DO THIS: Lay out as a JSON list of strings the rows starting with the row that contains "Locate every white garage door." and going on through the row that contains "[462,293,566,402]", one string per row, with blank rows left out.

ENTRIES SUPPLIED:

○ ○ ○ ○ ○ ○ ○

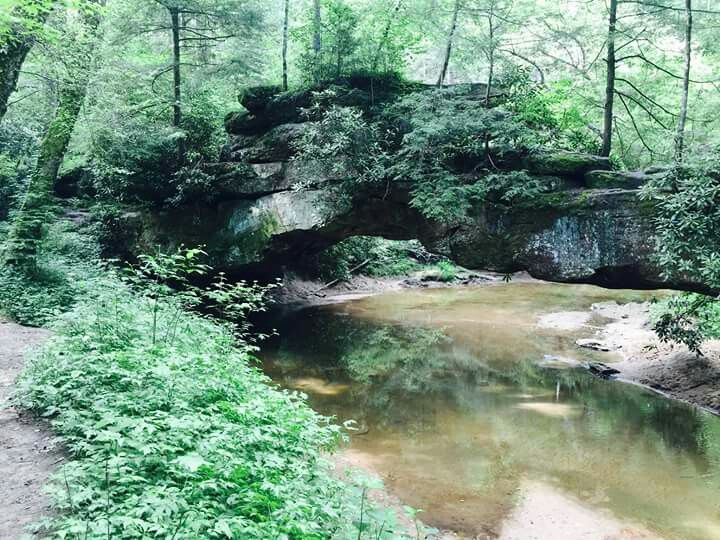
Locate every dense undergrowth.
[0,223,428,539]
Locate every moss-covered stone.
[584,171,654,189]
[524,152,611,179]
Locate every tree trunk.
[370,0,403,73]
[0,2,52,124]
[437,0,460,88]
[283,0,290,91]
[5,0,104,268]
[485,8,495,159]
[675,0,693,163]
[485,9,495,109]
[313,0,322,83]
[600,0,618,157]
[168,7,185,166]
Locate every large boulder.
[222,123,309,163]
[584,170,667,189]
[524,151,612,179]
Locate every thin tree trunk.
[168,7,185,165]
[283,0,290,91]
[4,0,105,268]
[370,0,403,73]
[437,0,460,88]
[675,0,693,163]
[0,2,54,120]
[485,12,495,109]
[313,0,322,83]
[485,8,495,163]
[600,0,618,157]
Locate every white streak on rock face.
[524,210,635,279]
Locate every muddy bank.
[333,448,661,540]
[0,321,62,540]
[273,270,537,308]
[539,302,720,414]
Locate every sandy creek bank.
[539,302,720,414]
[0,321,62,540]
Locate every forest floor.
[540,302,720,414]
[0,321,63,540]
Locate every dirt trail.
[0,320,62,540]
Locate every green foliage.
[498,68,599,154]
[642,156,720,350]
[5,237,420,540]
[14,281,348,538]
[294,88,389,196]
[292,0,421,84]
[427,260,460,283]
[91,90,224,204]
[387,88,547,222]
[0,219,99,326]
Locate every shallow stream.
[261,283,720,540]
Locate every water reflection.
[264,285,720,539]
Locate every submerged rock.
[575,339,617,352]
[587,362,620,379]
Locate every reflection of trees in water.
[266,310,720,473]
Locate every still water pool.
[261,283,720,540]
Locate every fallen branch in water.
[313,259,372,296]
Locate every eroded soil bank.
[540,302,720,414]
[0,321,62,540]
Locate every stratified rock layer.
[131,77,704,290]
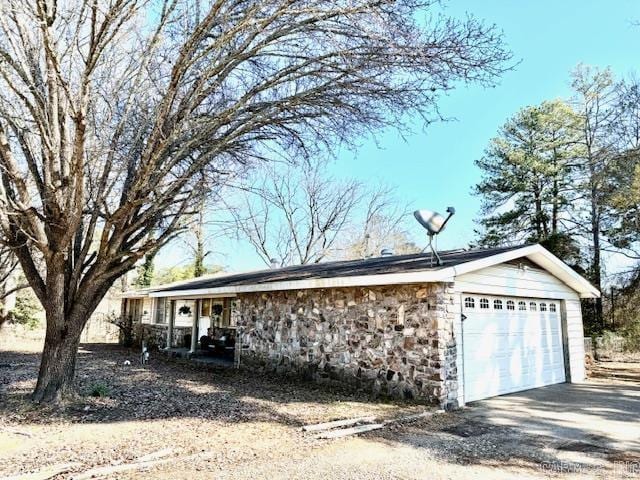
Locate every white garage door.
[462,294,565,402]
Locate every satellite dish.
[413,207,456,265]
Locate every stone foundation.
[237,283,458,408]
[134,323,191,349]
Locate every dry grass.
[0,339,636,480]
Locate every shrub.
[621,321,640,352]
[89,382,111,397]
[11,289,42,330]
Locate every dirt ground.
[0,339,640,480]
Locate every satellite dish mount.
[413,207,456,267]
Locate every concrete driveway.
[465,363,640,459]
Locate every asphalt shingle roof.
[154,245,523,292]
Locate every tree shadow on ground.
[0,344,418,426]
[368,366,640,474]
[0,344,640,473]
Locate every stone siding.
[237,283,458,408]
[134,323,191,348]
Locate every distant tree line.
[475,65,640,330]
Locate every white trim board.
[136,245,600,298]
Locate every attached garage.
[130,245,599,408]
[462,293,566,402]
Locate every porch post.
[167,300,176,350]
[189,298,201,355]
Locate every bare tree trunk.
[31,316,82,402]
[591,187,604,328]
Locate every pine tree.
[475,100,578,260]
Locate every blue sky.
[161,0,640,276]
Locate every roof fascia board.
[452,245,600,298]
[149,267,454,297]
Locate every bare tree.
[336,185,420,259]
[231,161,364,266]
[0,0,509,402]
[571,65,618,326]
[0,246,29,328]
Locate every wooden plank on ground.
[302,417,376,432]
[315,423,385,439]
[1,463,80,480]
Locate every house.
[124,245,599,408]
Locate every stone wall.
[237,284,458,408]
[134,323,191,348]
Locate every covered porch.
[143,292,238,365]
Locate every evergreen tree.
[475,100,578,261]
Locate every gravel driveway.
[0,342,640,480]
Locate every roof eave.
[453,244,600,298]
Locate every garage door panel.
[464,330,562,357]
[462,294,565,401]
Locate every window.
[155,297,166,323]
[211,298,231,327]
[200,298,211,317]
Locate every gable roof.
[132,245,600,298]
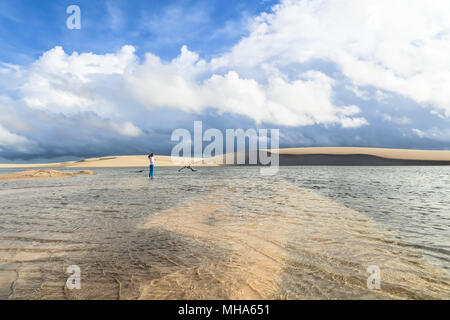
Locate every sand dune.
[0,155,217,168]
[0,170,93,181]
[0,147,450,168]
[271,147,450,161]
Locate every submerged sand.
[0,170,93,181]
[139,185,450,299]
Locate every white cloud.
[381,113,412,125]
[218,0,450,117]
[11,40,368,129]
[0,124,30,152]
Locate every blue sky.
[0,0,450,161]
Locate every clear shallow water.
[0,167,450,299]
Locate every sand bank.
[0,170,93,181]
[0,147,450,168]
[0,155,217,168]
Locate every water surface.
[0,167,450,299]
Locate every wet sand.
[0,147,450,168]
[0,170,94,181]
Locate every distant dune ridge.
[0,170,93,181]
[0,147,450,168]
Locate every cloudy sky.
[0,0,450,162]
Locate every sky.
[0,0,450,162]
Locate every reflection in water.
[0,167,450,299]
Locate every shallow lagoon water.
[0,167,450,299]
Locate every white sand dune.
[0,147,450,168]
[0,155,217,168]
[0,170,93,181]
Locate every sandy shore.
[0,147,450,168]
[0,155,217,168]
[0,170,93,181]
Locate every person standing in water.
[148,153,155,179]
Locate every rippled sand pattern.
[0,168,450,299]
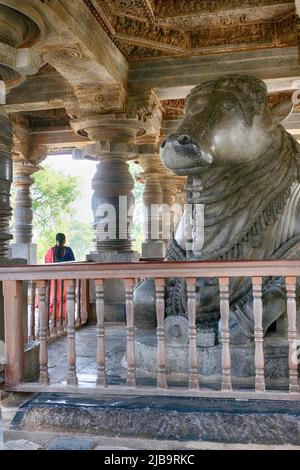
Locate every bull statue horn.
[271,100,294,125]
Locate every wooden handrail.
[0,260,300,281]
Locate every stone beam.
[129,47,300,100]
[30,126,91,152]
[5,73,75,113]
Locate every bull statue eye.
[222,100,235,111]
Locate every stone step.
[10,393,300,446]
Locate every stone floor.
[0,324,300,450]
[1,394,300,452]
[48,324,127,384]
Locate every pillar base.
[11,243,37,264]
[86,251,140,323]
[142,241,166,258]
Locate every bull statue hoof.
[133,279,156,330]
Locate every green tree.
[32,165,94,262]
[129,161,145,253]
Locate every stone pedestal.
[0,106,13,258]
[87,251,139,323]
[92,156,134,253]
[142,240,166,258]
[136,330,289,388]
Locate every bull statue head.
[161,75,293,175]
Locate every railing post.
[186,277,199,390]
[65,280,78,385]
[285,276,299,393]
[95,279,107,387]
[252,276,266,392]
[3,281,24,386]
[57,279,64,336]
[37,281,49,385]
[124,279,136,387]
[75,279,81,326]
[155,279,167,388]
[80,279,89,323]
[219,277,232,390]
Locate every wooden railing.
[0,260,300,400]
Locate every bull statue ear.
[270,100,294,125]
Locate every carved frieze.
[154,0,294,17]
[83,0,297,61]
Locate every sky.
[42,154,97,223]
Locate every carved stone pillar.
[11,160,41,264]
[92,156,134,253]
[0,107,13,258]
[71,113,151,261]
[138,144,165,258]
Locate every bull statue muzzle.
[160,134,213,175]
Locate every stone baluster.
[252,276,266,392]
[285,276,299,393]
[76,279,81,325]
[219,277,232,390]
[186,277,199,389]
[49,279,58,336]
[37,281,49,385]
[124,279,136,387]
[95,279,107,387]
[57,280,65,336]
[138,148,165,258]
[28,281,36,341]
[92,156,134,253]
[65,280,78,385]
[155,279,167,388]
[13,161,40,244]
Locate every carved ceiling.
[82,0,297,61]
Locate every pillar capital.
[73,140,136,161]
[0,106,13,258]
[0,4,43,91]
[71,113,151,143]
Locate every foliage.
[32,165,94,262]
[12,162,144,263]
[129,161,145,253]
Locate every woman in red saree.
[45,233,75,323]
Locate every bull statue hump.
[136,75,300,344]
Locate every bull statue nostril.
[177,134,191,145]
[160,139,167,149]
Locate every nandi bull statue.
[135,75,300,344]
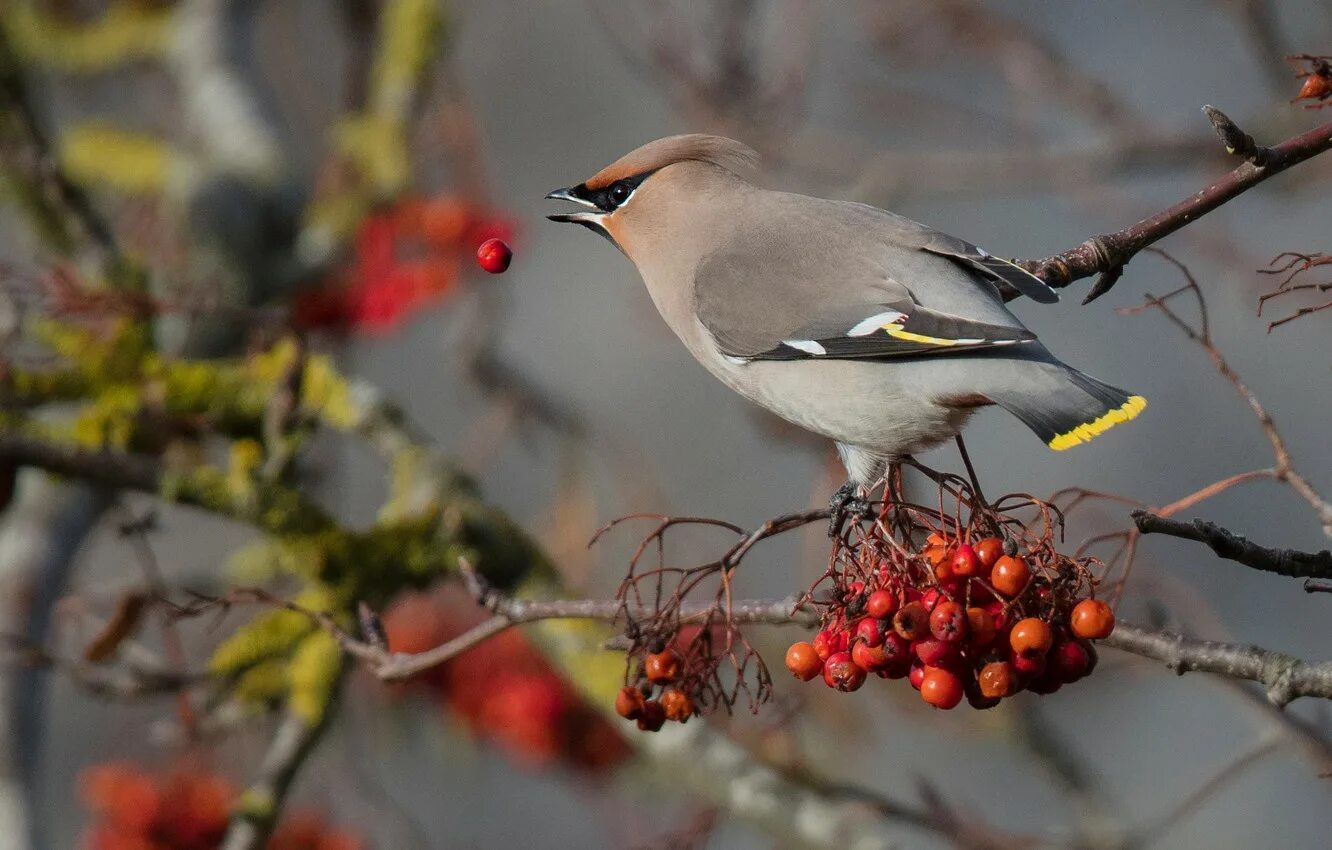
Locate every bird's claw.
[829,481,871,538]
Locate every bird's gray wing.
[694,196,1036,360]
[903,226,1059,304]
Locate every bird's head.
[546,133,758,258]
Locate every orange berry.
[892,602,930,641]
[638,699,666,731]
[940,544,980,578]
[990,556,1031,597]
[930,600,967,642]
[661,687,694,723]
[975,537,1003,570]
[976,661,1018,698]
[1068,600,1115,641]
[615,685,643,721]
[1008,617,1055,655]
[643,649,681,685]
[786,641,823,682]
[920,667,962,709]
[864,590,898,620]
[823,653,864,690]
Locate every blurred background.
[0,0,1332,850]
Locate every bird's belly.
[699,339,966,456]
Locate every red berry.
[976,661,1018,697]
[814,629,836,661]
[823,653,864,690]
[911,638,960,667]
[892,602,930,641]
[907,659,924,690]
[1068,600,1115,641]
[952,544,980,578]
[851,643,892,673]
[855,617,887,646]
[638,699,666,731]
[1050,641,1092,685]
[1008,653,1046,679]
[661,687,694,723]
[786,641,823,682]
[864,590,898,620]
[990,556,1031,597]
[930,601,967,642]
[879,632,911,669]
[964,606,995,649]
[976,537,1003,570]
[920,667,962,709]
[643,649,681,685]
[1008,617,1055,655]
[477,238,513,274]
[615,686,643,721]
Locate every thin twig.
[1130,510,1332,578]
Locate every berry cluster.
[79,763,365,850]
[786,512,1115,709]
[384,593,629,771]
[615,646,698,731]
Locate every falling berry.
[477,238,513,274]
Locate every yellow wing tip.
[1047,396,1147,452]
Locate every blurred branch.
[0,27,121,276]
[218,687,343,850]
[1130,510,1332,578]
[1116,259,1332,537]
[1022,107,1332,304]
[1102,621,1332,706]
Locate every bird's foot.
[829,481,871,538]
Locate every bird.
[546,133,1147,519]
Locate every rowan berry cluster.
[615,646,698,731]
[786,510,1115,709]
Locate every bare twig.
[1102,622,1332,706]
[1022,107,1332,304]
[220,705,343,850]
[1130,510,1332,578]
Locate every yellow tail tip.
[1047,396,1147,452]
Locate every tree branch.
[1130,510,1332,578]
[1004,107,1332,304]
[1100,622,1332,706]
[218,686,337,850]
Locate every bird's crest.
[585,133,758,191]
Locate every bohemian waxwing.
[546,135,1147,488]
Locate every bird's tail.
[986,362,1147,452]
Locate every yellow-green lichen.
[59,124,176,195]
[286,630,342,726]
[0,0,172,73]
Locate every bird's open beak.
[546,189,605,225]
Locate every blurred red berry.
[1068,600,1115,641]
[786,641,823,682]
[477,238,513,274]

○ ○ ○ ○ ○ ○ ○

ANSWER IN FULL:
[
  "Locate every white garage door.",
  "[462,294,565,402]",
  "Locate every satellite dish.",
  "[413,207,456,265]",
  "Locate every stone foundation.",
  "[237,283,458,408]",
  "[134,323,191,349]",
  "Locate every dry grass.",
  "[0,339,636,480]",
  "Locate every shrub.",
  "[621,321,640,352]",
  "[89,382,111,397]",
  "[11,289,42,330]",
  "Locate every dirt ground.",
  "[0,339,640,480]",
  "Locate every satellite dish mount.",
  "[413,207,456,267]",
  "Locate every concrete driveway.",
  "[465,363,640,459]",
  "Locate every asphalt shingle roof.",
  "[154,245,523,292]",
  "Locate every tree shadow on ground.",
  "[0,344,418,426]",
  "[368,366,640,474]",
  "[0,344,640,473]",
  "Locate every stone siding.",
  "[237,283,458,408]",
  "[134,323,191,348]",
  "Locate every distant tree line.",
  "[475,65,640,330]",
  "Locate every white trim board.",
  "[136,245,600,298]",
  "Locate every attached garage.",
  "[130,245,599,408]",
  "[462,293,566,402]"
]